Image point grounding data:
────────

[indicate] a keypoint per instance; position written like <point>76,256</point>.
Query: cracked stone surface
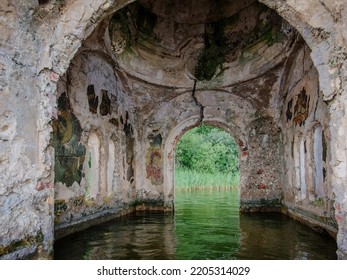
<point>96,94</point>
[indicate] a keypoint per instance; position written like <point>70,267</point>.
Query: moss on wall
<point>69,152</point>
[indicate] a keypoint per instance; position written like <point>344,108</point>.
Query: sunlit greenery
<point>206,156</point>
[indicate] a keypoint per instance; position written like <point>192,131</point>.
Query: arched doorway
<point>66,40</point>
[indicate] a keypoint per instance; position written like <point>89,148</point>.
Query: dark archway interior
<point>155,68</point>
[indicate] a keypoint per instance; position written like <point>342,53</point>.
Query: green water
<point>206,225</point>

────────

| Action item |
Whenever the string "written" occurs in a line of the entries above, copy that line.

| Task answer |
[indicate] a keypoint per instance; position written like <point>76,256</point>.
[indicate] a keypoint per instance; position written like <point>70,267</point>.
[indicate] a keypoint per instance; position written like <point>344,108</point>.
[indicate] a keypoint per instance; position written like <point>192,131</point>.
[indicate] a keypoint per instance; position written like <point>89,148</point>.
[indicate] a keypoint per instance; position written like <point>342,53</point>.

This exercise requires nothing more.